## SET TASKS
(1) Answer these questions using the post about setting up mail transfer agents on Linux, one answer per line.
(a) What did the writer splutter onto the keyboard?
(b) What does the writer name as Linux's current strongpoint?
(c) Which mail transfer agent has an installation on Debian systems that the writer calls almost fool-proof?
(2) Reproduce word for word the part of the post about setting up mail transfer agents on Linux starting with "Having spluttered Coke" and going on through "for basic requirements.".

-- SUPPLIED TEXT start --

2000-07-12 Thread Jeff Waugh

 Russell Davies wrote:
 ; It's not a problem for an individual with the skills.  But for a 
 ; distribution this is not good enough.
 
 Isn't this exact (bogus) argument applied to linux as a whole? I'm sick
 of hearing it, if you don't have those skills you shouldn't be playing
 with MTAs.


Having spluttered Coke on my keyboard, I'm now quite cross. ;)

An MTA is a required feature on many (if not all) Linux installations.
Although not strictly necessary if you use mailers like Netscape, let's look
at it from the perspective of Linux' current strongpoint: servers.

You "can't not" have an MTA, and if that's the case, it should be bloody easy
to set up for basic requirements.

Case in point: The Exim installation on Debian systems is almost fool-proof.
Debconf asks you what your setup is like, and makes the Exim settings
reflect that. If you're using dial-up on a desktop system, it does it.

-- SUPPLIED TEXT end --
-- DATA LINES start --

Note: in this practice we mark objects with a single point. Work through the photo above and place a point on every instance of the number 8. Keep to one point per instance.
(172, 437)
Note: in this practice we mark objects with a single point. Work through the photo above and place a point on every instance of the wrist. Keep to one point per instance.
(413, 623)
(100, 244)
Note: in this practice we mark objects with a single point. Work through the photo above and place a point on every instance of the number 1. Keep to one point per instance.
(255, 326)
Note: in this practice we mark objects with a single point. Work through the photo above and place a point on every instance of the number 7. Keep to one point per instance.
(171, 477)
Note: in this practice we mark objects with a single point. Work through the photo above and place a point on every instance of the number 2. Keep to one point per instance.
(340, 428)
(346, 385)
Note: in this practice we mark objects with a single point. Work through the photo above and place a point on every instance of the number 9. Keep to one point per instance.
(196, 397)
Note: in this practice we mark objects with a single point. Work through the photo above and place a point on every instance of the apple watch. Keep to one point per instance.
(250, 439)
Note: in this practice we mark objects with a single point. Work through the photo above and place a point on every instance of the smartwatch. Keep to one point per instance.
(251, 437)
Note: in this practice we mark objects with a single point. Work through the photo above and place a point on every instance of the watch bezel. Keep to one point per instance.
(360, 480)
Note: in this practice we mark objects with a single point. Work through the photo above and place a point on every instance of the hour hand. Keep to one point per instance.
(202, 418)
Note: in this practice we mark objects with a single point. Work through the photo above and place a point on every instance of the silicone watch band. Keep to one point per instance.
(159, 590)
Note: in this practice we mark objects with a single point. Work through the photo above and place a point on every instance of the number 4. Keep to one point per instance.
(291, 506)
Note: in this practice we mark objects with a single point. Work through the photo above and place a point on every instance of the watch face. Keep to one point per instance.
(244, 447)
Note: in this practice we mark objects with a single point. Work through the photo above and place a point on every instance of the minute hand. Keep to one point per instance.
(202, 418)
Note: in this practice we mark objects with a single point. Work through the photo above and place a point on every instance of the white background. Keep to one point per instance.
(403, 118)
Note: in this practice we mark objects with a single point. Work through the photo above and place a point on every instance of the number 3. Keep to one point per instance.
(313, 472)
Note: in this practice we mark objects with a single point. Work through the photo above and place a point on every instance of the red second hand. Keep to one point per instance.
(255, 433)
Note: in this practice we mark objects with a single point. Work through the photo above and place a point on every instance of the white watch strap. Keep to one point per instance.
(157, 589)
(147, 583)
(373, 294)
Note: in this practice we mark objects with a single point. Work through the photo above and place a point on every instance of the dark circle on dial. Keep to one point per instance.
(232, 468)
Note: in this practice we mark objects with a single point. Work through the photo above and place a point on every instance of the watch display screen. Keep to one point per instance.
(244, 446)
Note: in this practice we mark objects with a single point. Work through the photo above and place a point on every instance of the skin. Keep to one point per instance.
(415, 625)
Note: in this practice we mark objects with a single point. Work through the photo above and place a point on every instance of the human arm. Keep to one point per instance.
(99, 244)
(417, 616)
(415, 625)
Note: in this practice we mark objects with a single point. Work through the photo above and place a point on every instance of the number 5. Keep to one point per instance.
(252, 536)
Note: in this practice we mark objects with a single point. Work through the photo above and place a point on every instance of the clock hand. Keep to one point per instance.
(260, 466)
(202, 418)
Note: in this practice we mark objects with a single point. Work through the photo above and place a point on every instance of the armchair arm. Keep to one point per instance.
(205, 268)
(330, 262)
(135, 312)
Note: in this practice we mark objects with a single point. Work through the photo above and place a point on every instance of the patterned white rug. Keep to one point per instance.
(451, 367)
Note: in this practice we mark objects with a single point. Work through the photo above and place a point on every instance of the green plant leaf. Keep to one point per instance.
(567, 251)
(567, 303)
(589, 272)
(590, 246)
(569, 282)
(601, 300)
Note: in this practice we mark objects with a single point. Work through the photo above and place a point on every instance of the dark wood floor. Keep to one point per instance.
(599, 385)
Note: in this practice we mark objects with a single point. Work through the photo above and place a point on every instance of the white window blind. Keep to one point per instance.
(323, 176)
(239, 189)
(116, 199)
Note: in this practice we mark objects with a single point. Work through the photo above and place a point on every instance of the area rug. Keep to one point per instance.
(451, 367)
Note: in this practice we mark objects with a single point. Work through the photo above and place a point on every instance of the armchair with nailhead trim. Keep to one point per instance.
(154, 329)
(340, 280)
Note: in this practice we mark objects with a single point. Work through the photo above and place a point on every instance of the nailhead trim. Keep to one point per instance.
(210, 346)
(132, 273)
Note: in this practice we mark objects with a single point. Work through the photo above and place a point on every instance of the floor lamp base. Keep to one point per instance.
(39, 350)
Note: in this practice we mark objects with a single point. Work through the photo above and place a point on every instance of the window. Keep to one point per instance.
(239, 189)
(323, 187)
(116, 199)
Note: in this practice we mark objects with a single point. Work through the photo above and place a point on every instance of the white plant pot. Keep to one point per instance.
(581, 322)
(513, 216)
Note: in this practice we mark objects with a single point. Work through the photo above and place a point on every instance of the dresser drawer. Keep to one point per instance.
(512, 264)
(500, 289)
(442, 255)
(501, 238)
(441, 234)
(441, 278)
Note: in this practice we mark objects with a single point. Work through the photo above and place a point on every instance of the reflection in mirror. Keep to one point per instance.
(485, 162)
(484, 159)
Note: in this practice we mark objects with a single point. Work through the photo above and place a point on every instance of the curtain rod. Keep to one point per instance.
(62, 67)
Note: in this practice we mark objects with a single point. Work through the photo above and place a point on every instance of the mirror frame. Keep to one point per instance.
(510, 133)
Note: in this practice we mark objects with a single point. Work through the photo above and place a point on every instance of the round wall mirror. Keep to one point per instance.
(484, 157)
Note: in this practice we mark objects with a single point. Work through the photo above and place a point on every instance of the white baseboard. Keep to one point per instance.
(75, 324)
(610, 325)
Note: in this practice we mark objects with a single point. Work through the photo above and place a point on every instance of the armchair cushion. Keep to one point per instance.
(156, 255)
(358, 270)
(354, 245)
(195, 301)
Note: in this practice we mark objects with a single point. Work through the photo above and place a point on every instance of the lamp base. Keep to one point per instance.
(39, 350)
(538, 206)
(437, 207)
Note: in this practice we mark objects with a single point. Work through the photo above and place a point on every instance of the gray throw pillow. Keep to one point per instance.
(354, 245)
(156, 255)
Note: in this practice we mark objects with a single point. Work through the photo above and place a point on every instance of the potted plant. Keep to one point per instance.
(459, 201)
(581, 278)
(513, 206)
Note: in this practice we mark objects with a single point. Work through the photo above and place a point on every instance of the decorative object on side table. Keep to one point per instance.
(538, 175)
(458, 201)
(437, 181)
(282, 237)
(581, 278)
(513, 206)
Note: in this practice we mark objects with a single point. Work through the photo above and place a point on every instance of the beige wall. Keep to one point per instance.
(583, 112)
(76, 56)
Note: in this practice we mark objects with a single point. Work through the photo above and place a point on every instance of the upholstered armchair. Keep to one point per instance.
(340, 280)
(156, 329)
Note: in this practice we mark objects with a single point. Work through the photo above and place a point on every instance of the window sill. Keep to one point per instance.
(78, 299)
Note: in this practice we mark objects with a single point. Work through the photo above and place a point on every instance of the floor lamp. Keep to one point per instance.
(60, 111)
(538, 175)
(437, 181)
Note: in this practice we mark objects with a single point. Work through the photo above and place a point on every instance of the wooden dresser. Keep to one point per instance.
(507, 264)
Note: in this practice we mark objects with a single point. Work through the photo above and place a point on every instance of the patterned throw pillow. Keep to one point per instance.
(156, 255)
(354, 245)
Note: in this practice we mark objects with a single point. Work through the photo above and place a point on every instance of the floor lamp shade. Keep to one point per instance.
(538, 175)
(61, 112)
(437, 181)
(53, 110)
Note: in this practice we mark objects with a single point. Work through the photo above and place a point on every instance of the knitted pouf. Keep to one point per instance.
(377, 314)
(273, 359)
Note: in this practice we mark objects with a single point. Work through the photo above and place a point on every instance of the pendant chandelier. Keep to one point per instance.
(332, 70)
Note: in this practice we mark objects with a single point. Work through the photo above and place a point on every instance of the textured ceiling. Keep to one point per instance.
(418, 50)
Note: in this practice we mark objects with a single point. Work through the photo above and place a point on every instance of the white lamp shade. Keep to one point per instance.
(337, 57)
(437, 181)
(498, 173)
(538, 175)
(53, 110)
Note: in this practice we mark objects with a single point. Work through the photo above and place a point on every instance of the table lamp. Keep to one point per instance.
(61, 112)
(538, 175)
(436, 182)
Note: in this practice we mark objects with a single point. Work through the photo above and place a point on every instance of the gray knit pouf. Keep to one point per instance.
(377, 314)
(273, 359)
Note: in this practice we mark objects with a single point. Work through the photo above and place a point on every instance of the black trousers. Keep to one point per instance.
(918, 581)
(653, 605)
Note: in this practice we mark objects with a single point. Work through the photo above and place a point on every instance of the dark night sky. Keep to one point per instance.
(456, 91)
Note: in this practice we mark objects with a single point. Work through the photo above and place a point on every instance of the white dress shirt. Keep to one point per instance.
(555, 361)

-- DATA LINES end --

## SOLUTIONS TO THE PROBLEMS
(1)
(a) Coke
(b) Servers
(c) Exim

(2)
Having spluttered Coke on my keyboard, I'm now quite cross. ;)

An MTA is a required feature on many (if not all) Linux installations.
Although not strictly necessary if you use mailers like Netscape, let's look
at it from the perspective of Linux' current strongpoint: servers.

You "can't not" have an MTA, and if that's the case, it should be bloody easy
to set up for basic requirements.